* Assignment *
Quote all entries in full, exactly.

* Information given *
**********
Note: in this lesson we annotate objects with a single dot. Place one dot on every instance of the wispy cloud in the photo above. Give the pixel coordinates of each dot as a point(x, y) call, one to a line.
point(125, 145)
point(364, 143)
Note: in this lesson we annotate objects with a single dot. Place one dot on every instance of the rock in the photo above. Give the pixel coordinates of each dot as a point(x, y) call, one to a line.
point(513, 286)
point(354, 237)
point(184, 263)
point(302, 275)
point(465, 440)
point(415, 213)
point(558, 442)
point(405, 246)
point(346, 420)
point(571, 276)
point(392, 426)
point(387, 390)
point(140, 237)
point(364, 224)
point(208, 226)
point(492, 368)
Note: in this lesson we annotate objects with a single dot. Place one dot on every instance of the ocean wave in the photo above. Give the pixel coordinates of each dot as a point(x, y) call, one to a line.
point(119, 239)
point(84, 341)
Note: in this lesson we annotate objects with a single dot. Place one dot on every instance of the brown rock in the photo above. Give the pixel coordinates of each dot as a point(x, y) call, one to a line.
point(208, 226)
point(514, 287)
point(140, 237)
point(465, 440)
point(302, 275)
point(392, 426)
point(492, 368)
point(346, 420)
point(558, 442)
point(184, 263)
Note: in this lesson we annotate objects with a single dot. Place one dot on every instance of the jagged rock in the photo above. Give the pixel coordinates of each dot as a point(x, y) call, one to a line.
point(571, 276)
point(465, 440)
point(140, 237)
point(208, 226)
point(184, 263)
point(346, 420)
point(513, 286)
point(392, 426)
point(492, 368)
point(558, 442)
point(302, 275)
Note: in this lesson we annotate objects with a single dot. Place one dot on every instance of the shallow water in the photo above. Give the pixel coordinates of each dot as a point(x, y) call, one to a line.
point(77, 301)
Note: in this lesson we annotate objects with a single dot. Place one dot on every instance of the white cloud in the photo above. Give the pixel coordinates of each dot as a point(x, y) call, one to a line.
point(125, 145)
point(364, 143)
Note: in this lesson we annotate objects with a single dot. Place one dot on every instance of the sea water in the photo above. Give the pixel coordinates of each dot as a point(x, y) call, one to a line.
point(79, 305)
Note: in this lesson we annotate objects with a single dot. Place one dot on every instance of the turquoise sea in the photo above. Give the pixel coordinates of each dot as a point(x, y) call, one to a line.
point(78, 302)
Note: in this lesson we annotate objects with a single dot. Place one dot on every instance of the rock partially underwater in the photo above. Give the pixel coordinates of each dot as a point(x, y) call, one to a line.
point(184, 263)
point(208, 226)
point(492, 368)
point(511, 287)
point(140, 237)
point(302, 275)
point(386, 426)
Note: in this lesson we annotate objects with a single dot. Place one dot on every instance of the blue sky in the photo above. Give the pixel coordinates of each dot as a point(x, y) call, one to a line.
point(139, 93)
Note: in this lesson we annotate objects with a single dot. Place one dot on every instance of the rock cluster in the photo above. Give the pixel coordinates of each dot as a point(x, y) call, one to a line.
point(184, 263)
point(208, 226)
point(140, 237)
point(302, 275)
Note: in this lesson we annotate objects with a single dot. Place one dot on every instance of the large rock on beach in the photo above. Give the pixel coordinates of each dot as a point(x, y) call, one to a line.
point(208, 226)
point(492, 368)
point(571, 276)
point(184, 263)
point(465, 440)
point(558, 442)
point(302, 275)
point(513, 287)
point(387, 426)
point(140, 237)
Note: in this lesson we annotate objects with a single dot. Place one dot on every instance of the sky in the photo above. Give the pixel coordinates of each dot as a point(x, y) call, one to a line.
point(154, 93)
**********
* Output *
Note: in this lesson we annotate objects with a single dot. Place one dot on every instance of the wispy cloud in the photo above. Give the pixel coordinates of each dot as a point(x, y) call, one to a line.
point(125, 145)
point(364, 143)
Note: in this lesson we annotate objects with a single dot. Place one dot on every instance of the rock in the photo above. Give the pixel coordinates of each dot as a point(x, y) call, one to a line.
point(513, 286)
point(354, 237)
point(184, 263)
point(302, 275)
point(465, 440)
point(415, 213)
point(558, 442)
point(405, 246)
point(346, 420)
point(571, 276)
point(392, 426)
point(387, 390)
point(140, 237)
point(364, 224)
point(208, 226)
point(492, 368)
Note: in this lesson we annotate objects with a single dot. Place one dot on every instance of the ocean wave in the photo above. Give the pixel coordinates of each dot as a point(x, y) call, one to a line.
point(119, 239)
point(84, 341)
Note: in this lesson we annotate objects with a single dot. Place one dot on every instance of the brown rock in the photo above. Give the pixel coordinates of each dot as a point(x, y) call, one to a line.
point(208, 226)
point(514, 287)
point(140, 237)
point(465, 440)
point(302, 275)
point(392, 426)
point(492, 368)
point(346, 420)
point(558, 442)
point(184, 263)
Note: in this lesson we annotate objects with a single dot. Place one dot on every instance of the jagged rock in the photo above. Give the pixel coordinates of each dot as a point(x, y) call, one to a line.
point(571, 276)
point(465, 440)
point(140, 237)
point(208, 226)
point(184, 263)
point(346, 420)
point(513, 286)
point(392, 426)
point(492, 368)
point(558, 442)
point(302, 275)
Note: in this lesson we annotate objects with a single dot. Place one dot on every instance of the shallow water in the photo above. Give the pixel coordinates of each dot as a point(x, y) call, one to a line.
point(77, 301)
Note: in this lesson we annotate objects with a single dot. Place one dot on every instance of the white cloud in the photo above. Give the pixel coordinates of each dot as a point(x, y) call, one to a line.
point(125, 145)
point(364, 143)
Note: in this lesson we annotate objects with a single dot. Place one dot on every instance of the sea water in the photo above. Give the pixel coordinates of each dot as a point(x, y) call, one to a line.
point(79, 305)
Note: in this lesson we annotate objects with a single dot. Place one dot on every instance of the turquoise sea in the photo above. Give the pixel coordinates of each dot as a point(x, y) call, one to a line.
point(78, 302)
Note: in this lesson we annotate objects with a single dot. Place one dot on every instance of the rock partially underwater in the photo above. Give the pixel coordinates of each dot as a point(x, y) call, one to a line.
point(184, 263)
point(208, 226)
point(492, 368)
point(511, 287)
point(140, 237)
point(302, 275)
point(386, 426)
Note: in this lesson we annotate objects with a single dot. Place one dot on every instance of the blue sky in the photo above. Give the pixel coordinates of each dot as a point(x, y) call, one to a line.
point(139, 93)
Note: in this lesson we annotate objects with a single dot. Place one dot on every instance of the rock cluster in the photo above. Give the pixel coordinates of each dot as a point(x, y) call, one to a line.
point(184, 263)
point(208, 226)
point(140, 237)
point(302, 275)
Note: in this lesson we annotate objects with a single dot. Place one dot on every instance of the large rock on beach in the photo above. Give the pixel coordinates of each dot as a point(x, y) call, one to a line.
point(208, 226)
point(492, 368)
point(571, 276)
point(184, 263)
point(465, 440)
point(558, 442)
point(302, 275)
point(513, 287)
point(387, 426)
point(140, 237)
Note: in this lesson we annotate objects with a single dot. Place one dot on every instance of the sky in the photo above. Give the pixel coordinates of each dot as a point(x, y) call, one to a line.
point(154, 93)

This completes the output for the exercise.